*** Source material Section Begins ***

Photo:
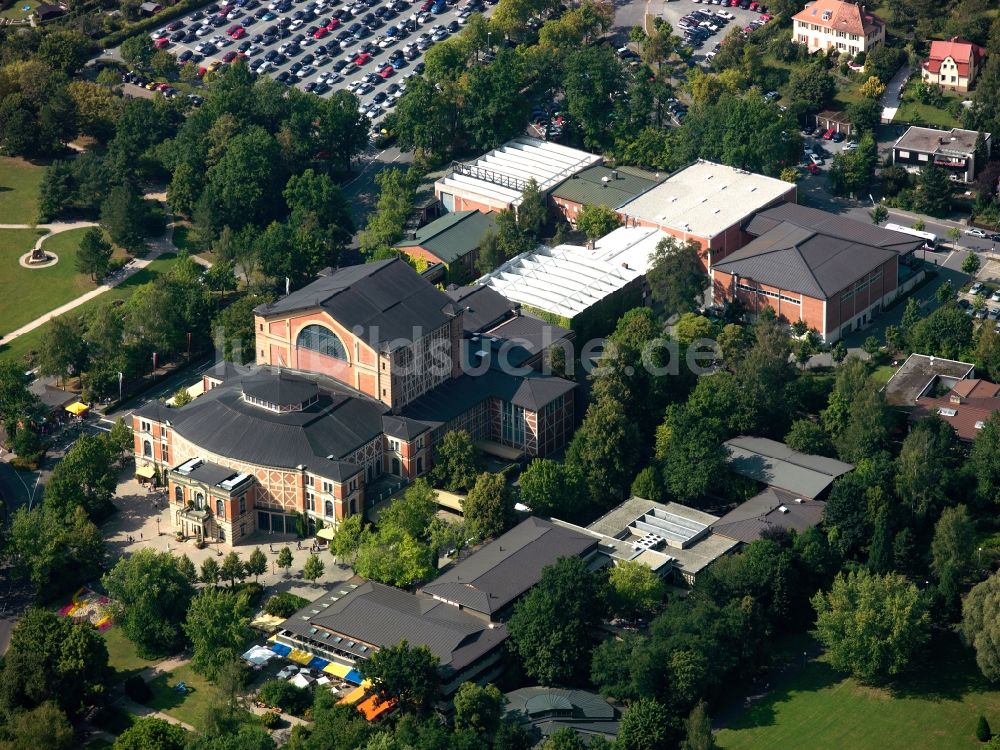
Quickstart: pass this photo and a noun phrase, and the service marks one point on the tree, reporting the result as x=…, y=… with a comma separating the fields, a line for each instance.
x=404, y=673
x=257, y=563
x=648, y=725
x=313, y=568
x=935, y=191
x=217, y=625
x=550, y=627
x=122, y=216
x=52, y=659
x=699, y=730
x=151, y=733
x=138, y=51
x=595, y=221
x=532, y=212
x=488, y=507
x=676, y=276
x=210, y=572
x=873, y=88
x=872, y=626
x=479, y=709
x=284, y=560
x=634, y=589
x=980, y=626
x=455, y=459
x=971, y=263
x=45, y=726
x=149, y=598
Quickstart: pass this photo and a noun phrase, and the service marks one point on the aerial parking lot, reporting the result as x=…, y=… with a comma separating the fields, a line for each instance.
x=368, y=47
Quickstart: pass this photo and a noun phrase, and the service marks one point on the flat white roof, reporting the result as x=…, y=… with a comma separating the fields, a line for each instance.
x=568, y=279
x=501, y=174
x=705, y=198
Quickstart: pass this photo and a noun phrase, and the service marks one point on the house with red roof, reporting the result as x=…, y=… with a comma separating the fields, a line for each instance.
x=838, y=24
x=953, y=65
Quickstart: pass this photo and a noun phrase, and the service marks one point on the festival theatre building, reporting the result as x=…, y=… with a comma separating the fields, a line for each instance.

*** Source material Section Ends ***

Provide a precise transcription of the listing, excluding each picture.

Photo:
Quickstart: pass this photo and a noun phrase, and the service marks one point on the tree, reporting the result as x=…, y=… with a comma separating the fields, a line for each instance.
x=404, y=673
x=257, y=563
x=648, y=725
x=313, y=568
x=935, y=191
x=217, y=625
x=550, y=627
x=122, y=216
x=52, y=659
x=699, y=730
x=151, y=733
x=138, y=51
x=595, y=221
x=532, y=212
x=488, y=507
x=676, y=276
x=210, y=572
x=873, y=88
x=872, y=626
x=479, y=709
x=284, y=560
x=634, y=589
x=980, y=626
x=455, y=459
x=971, y=263
x=45, y=726
x=149, y=598
Quickstart: pass this photo and a noun phrase, and the service marks one point on the aerial parking lot, reporting the result as x=…, y=… with a comma separating the fields, a line for each instance.
x=368, y=47
Quickstart: pass this photo and a noun phrase, and the service marks one point on the flat white roof, reporting the result as x=…, y=… with a comma separating the fields, a line for each instance.
x=568, y=279
x=501, y=174
x=705, y=198
Quickstart: pass this photo and a noun phrase, and the service marks one point on the house with red roof, reporting the result as x=…, y=… with a comma separating the fields, a line for each instance.
x=838, y=24
x=953, y=65
Quickstart: pass this photo and a noun phrase, and the service marks one point on the festival theatre building, reporting the result as x=…, y=… with a comma separating the fields, a line for each instance.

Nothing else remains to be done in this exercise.